— begin —
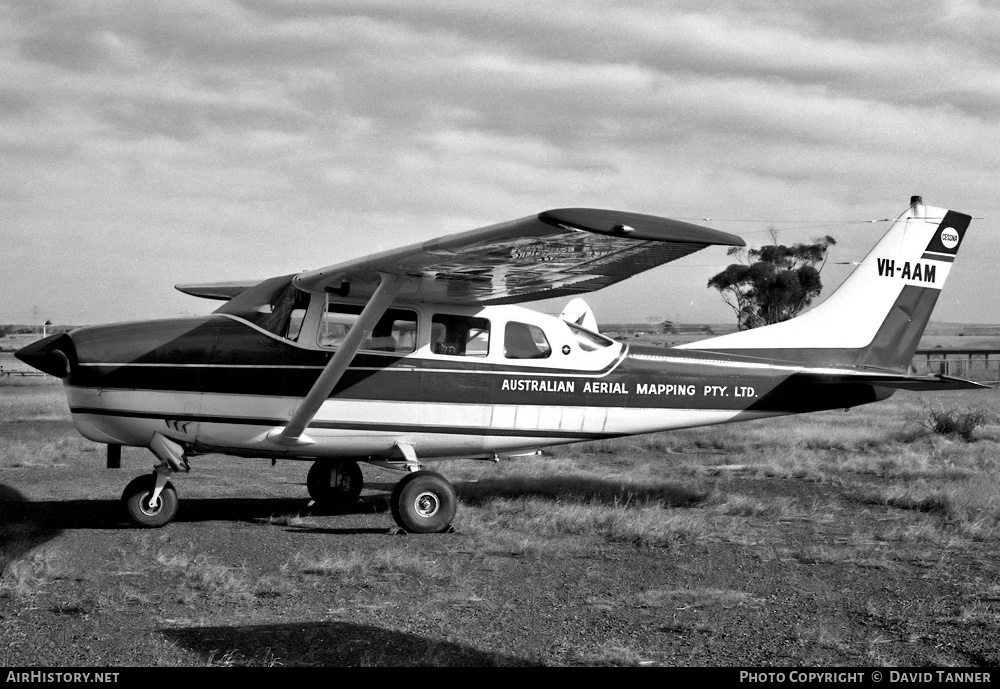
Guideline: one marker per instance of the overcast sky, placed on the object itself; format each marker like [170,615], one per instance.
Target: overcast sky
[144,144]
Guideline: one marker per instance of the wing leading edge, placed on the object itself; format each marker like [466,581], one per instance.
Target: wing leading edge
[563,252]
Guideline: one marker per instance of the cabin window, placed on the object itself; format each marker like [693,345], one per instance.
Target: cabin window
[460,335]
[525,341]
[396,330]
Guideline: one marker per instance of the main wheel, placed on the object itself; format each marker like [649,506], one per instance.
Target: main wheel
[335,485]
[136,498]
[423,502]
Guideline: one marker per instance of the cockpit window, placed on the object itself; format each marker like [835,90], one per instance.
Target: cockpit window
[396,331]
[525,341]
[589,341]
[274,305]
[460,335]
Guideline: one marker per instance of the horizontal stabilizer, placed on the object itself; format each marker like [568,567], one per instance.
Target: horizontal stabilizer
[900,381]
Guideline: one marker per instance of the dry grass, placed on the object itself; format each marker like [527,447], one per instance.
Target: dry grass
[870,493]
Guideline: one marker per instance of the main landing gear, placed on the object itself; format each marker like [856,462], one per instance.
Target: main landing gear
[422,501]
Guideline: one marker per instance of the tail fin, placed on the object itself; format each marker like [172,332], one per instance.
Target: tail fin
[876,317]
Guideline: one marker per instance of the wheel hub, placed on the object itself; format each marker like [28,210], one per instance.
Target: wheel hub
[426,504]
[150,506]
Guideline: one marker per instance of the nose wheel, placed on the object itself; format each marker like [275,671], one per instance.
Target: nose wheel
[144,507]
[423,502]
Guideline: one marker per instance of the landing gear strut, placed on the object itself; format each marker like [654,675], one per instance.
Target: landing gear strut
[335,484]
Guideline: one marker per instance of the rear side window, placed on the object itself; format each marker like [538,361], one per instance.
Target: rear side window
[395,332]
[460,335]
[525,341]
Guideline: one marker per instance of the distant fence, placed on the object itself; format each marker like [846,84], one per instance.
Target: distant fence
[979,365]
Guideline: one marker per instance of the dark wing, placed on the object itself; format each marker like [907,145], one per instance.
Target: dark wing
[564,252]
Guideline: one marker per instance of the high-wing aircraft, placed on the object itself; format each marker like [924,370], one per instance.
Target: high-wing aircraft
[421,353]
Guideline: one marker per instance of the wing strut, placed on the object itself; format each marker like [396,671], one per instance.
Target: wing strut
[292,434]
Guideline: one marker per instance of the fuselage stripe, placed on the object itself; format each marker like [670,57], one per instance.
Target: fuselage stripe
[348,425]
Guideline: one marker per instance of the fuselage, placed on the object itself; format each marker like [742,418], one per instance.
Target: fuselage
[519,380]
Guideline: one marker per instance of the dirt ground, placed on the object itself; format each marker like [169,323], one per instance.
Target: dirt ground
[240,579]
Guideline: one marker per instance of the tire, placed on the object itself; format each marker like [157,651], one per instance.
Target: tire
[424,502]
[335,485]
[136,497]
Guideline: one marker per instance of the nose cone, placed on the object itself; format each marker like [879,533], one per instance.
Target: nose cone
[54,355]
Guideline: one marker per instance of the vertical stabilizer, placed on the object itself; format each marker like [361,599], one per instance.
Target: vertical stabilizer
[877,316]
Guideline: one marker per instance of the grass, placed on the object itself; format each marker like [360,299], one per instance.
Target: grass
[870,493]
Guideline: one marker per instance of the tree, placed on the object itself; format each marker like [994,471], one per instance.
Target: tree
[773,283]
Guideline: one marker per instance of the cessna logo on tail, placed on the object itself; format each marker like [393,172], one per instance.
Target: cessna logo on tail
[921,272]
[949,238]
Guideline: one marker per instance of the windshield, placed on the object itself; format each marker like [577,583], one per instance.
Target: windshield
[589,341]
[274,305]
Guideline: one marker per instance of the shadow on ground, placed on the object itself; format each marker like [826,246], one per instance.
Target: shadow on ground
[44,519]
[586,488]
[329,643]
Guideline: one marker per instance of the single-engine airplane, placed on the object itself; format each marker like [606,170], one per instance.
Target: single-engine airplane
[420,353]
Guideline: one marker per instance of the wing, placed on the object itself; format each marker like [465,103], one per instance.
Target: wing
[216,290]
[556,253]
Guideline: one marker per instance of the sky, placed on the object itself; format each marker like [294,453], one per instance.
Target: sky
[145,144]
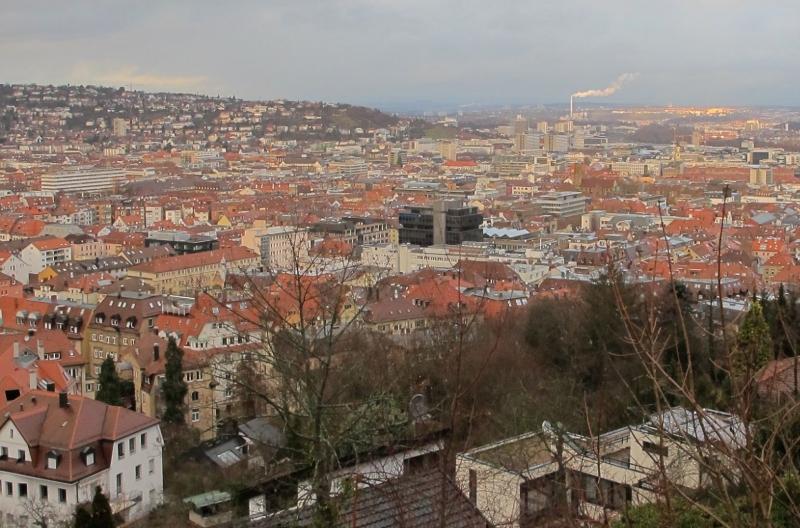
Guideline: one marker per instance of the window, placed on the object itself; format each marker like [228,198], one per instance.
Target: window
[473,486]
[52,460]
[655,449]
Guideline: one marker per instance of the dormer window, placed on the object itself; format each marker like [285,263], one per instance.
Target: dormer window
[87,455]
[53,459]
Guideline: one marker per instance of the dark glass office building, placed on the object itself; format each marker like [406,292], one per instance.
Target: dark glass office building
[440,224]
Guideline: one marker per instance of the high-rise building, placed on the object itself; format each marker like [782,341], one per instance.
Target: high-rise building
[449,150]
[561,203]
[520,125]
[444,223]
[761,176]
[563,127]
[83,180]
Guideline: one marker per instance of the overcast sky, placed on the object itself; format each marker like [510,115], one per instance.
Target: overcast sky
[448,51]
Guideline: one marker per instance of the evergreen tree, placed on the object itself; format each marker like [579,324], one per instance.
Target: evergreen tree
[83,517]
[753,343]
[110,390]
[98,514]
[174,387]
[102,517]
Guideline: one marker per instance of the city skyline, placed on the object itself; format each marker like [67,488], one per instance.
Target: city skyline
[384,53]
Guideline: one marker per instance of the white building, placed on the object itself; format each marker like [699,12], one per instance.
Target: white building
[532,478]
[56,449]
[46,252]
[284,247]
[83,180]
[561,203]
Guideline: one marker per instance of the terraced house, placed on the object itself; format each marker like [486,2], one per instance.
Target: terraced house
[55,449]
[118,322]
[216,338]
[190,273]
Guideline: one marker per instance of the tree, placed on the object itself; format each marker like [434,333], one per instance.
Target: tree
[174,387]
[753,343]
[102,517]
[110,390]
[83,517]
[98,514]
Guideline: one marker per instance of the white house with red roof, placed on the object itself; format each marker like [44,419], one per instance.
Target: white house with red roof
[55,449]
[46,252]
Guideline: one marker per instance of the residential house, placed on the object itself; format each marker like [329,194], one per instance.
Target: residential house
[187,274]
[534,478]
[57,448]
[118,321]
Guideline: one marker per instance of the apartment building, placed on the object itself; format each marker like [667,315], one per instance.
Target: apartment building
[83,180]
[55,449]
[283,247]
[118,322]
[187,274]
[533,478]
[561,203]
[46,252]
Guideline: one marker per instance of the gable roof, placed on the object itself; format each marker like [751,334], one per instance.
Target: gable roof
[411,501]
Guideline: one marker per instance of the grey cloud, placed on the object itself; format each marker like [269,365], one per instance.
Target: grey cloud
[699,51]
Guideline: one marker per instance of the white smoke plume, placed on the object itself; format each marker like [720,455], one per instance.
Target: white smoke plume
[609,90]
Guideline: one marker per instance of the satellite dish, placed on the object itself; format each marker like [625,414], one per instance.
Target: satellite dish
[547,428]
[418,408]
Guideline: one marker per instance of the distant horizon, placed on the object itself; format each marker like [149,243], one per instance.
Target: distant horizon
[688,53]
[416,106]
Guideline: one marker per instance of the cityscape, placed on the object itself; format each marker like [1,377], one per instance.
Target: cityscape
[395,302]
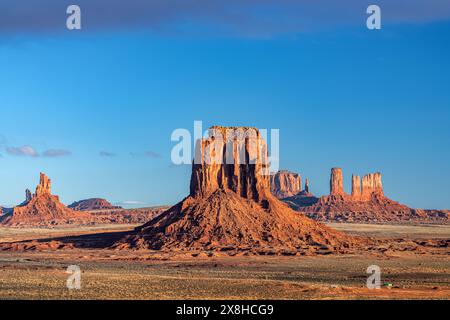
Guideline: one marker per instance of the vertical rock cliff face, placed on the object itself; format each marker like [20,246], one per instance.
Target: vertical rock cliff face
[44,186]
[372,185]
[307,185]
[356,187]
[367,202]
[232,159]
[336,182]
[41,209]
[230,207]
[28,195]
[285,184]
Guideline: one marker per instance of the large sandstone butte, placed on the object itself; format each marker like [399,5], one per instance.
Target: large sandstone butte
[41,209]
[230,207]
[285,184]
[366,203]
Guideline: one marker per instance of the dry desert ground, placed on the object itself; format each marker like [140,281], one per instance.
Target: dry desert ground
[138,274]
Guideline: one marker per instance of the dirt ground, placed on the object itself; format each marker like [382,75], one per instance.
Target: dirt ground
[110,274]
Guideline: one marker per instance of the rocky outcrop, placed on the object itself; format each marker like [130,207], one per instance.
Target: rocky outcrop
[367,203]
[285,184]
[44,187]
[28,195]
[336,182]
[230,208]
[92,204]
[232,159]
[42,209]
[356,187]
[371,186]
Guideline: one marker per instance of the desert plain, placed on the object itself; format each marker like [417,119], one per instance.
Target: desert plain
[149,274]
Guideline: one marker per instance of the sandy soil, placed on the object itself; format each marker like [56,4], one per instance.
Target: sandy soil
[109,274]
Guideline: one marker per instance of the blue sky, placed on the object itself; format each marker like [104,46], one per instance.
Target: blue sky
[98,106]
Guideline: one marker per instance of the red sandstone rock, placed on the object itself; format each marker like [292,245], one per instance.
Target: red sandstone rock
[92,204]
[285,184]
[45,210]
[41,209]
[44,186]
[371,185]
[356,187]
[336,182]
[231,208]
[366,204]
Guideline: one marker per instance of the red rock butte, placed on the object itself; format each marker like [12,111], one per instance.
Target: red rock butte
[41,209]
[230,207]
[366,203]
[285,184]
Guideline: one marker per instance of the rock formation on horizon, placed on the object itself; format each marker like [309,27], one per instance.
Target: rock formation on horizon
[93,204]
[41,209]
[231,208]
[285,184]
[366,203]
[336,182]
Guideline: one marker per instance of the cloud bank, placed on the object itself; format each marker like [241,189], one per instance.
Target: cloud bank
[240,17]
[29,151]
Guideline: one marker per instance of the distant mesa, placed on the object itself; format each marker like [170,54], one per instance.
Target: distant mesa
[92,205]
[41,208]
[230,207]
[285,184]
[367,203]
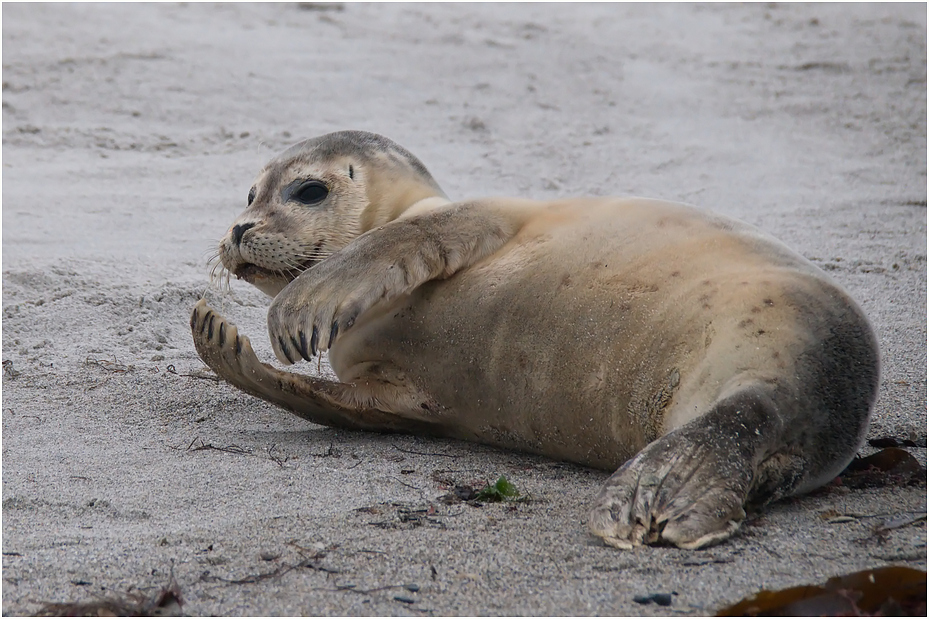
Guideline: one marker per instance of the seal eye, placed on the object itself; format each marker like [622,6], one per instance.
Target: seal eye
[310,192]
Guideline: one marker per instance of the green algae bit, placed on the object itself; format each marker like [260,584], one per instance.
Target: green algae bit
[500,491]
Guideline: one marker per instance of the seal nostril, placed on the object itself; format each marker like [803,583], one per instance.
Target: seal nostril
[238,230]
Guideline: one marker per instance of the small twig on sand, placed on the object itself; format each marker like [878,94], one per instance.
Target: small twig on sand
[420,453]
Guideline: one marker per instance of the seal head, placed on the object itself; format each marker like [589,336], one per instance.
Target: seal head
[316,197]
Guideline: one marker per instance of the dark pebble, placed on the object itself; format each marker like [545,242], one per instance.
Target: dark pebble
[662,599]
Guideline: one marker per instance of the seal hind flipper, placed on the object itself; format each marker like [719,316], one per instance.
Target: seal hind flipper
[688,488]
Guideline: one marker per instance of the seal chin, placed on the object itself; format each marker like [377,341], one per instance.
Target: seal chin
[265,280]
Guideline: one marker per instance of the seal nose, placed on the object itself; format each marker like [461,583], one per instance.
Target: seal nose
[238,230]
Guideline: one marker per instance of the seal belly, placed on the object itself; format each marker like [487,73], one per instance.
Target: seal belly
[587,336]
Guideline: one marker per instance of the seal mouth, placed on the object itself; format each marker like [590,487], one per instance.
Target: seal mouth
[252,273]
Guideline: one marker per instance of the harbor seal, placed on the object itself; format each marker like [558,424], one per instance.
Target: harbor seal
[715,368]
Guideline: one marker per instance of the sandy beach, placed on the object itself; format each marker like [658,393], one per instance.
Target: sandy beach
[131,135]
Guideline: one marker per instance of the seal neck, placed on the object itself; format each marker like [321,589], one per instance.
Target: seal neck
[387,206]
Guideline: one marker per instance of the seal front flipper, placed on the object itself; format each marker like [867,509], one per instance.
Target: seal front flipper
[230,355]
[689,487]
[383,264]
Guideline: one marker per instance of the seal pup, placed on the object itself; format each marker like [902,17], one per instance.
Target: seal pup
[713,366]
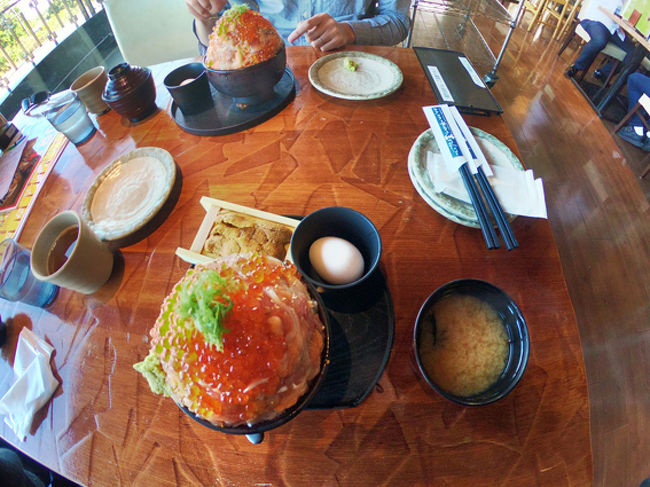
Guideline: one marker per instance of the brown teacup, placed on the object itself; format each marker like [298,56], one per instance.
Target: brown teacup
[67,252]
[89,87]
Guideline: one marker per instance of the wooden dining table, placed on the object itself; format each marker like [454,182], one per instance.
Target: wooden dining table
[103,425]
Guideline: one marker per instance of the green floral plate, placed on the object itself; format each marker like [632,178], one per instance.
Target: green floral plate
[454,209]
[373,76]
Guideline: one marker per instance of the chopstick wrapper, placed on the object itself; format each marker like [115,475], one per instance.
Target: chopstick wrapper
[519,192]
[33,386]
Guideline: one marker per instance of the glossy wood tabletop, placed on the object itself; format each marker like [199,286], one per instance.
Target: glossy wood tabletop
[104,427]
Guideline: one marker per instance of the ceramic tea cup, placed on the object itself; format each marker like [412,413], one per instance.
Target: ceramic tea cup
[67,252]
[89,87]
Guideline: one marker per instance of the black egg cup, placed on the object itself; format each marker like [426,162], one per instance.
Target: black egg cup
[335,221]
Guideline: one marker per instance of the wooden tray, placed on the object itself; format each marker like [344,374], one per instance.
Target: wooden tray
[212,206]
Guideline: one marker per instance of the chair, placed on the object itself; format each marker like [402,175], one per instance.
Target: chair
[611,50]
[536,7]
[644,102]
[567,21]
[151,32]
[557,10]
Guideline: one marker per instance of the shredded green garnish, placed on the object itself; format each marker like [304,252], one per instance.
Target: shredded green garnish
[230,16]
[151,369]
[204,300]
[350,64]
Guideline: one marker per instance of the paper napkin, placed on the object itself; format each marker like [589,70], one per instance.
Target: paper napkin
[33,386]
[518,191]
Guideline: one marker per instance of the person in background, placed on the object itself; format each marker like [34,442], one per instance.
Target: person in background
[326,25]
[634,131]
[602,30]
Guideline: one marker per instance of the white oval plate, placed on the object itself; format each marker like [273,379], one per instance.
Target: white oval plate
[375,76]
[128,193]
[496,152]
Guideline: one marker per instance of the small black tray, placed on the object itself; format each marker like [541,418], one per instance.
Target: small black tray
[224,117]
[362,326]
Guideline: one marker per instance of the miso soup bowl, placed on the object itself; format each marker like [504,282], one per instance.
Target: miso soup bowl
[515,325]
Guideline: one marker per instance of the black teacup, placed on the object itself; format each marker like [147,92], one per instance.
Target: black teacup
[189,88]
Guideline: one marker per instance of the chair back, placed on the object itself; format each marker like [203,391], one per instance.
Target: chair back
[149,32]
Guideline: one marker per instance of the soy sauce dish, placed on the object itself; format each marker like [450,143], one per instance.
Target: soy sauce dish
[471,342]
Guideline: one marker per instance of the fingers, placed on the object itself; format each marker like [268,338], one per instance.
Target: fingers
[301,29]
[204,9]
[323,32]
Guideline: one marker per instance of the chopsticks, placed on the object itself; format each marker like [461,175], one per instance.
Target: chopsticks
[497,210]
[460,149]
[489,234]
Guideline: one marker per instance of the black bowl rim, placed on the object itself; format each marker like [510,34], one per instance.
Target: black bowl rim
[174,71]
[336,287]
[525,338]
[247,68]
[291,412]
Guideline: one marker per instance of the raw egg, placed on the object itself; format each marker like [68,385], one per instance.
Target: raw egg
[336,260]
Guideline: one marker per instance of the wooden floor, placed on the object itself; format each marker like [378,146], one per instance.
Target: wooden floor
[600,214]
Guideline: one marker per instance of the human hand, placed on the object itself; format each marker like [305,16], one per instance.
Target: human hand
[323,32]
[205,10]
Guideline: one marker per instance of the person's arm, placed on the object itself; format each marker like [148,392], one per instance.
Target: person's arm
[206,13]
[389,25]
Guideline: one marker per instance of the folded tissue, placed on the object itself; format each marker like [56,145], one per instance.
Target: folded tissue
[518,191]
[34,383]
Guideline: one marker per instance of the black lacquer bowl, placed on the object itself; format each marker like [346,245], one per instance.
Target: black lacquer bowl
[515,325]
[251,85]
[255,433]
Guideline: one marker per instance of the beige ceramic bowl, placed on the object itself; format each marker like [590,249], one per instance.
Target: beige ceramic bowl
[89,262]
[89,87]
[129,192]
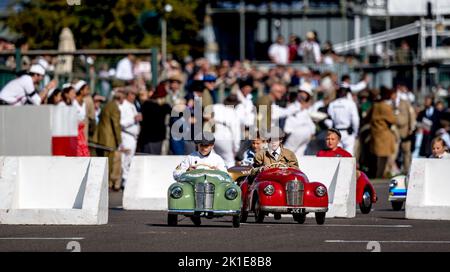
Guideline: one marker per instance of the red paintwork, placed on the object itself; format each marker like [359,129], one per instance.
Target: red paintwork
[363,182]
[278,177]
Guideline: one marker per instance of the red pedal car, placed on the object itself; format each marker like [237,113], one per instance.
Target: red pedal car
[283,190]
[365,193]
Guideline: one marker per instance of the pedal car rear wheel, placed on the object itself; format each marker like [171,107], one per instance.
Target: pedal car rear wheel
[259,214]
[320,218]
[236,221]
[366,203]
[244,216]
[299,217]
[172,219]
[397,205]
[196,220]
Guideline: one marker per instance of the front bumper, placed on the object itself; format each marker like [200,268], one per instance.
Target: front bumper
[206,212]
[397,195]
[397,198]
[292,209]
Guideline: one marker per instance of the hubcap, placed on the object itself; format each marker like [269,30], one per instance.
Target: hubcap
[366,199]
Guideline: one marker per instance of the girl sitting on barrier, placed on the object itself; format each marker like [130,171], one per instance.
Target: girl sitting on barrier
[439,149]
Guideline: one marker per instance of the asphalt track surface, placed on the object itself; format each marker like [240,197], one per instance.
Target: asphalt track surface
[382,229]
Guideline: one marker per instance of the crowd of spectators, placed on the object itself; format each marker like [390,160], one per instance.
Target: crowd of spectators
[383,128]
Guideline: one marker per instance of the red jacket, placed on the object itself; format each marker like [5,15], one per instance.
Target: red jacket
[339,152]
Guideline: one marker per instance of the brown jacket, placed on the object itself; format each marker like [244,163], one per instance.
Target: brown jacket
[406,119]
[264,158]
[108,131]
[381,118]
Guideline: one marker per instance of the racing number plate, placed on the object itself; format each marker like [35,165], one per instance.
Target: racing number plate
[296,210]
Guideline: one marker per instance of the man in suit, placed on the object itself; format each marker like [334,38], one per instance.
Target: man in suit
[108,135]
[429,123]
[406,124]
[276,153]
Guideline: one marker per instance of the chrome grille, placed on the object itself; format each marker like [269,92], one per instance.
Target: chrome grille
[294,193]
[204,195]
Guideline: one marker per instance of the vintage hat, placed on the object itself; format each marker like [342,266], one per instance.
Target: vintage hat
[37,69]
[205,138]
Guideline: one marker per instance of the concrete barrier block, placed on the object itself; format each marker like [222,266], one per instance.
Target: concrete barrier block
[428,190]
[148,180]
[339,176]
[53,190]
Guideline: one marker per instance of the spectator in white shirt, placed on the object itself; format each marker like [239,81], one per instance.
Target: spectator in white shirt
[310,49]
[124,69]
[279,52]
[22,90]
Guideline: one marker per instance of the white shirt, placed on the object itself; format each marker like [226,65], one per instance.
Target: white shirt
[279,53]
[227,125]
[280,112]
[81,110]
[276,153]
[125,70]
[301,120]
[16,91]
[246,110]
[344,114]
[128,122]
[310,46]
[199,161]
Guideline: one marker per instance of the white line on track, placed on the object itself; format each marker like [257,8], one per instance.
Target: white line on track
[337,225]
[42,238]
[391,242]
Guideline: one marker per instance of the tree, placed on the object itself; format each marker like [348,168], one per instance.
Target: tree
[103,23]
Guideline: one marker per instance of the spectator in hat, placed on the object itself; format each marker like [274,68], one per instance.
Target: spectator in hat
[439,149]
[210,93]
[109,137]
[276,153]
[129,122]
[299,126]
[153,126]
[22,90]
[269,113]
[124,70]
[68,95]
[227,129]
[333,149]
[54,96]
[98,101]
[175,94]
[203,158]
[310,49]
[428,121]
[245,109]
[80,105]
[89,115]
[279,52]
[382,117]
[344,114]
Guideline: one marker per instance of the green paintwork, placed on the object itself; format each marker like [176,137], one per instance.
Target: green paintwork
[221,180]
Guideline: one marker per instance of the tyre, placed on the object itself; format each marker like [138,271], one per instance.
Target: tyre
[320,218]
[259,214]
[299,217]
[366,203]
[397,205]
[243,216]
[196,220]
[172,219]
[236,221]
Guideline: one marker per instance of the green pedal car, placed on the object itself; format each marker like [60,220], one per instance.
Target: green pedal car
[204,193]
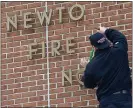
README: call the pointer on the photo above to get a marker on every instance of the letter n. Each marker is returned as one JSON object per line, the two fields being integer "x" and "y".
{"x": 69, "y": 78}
— end —
- Stated exercise:
Rewrite everything from the line containing "README: call the" down to the end of the data, swapping "pointer" for "tool" and keeping all else unchanged.

- Task solution:
README: call the tool on the photo above to get a marker on every instance of the letter n. Each marker is returned as one JSON object per line, the two fields being integer "x" and "y".
{"x": 69, "y": 78}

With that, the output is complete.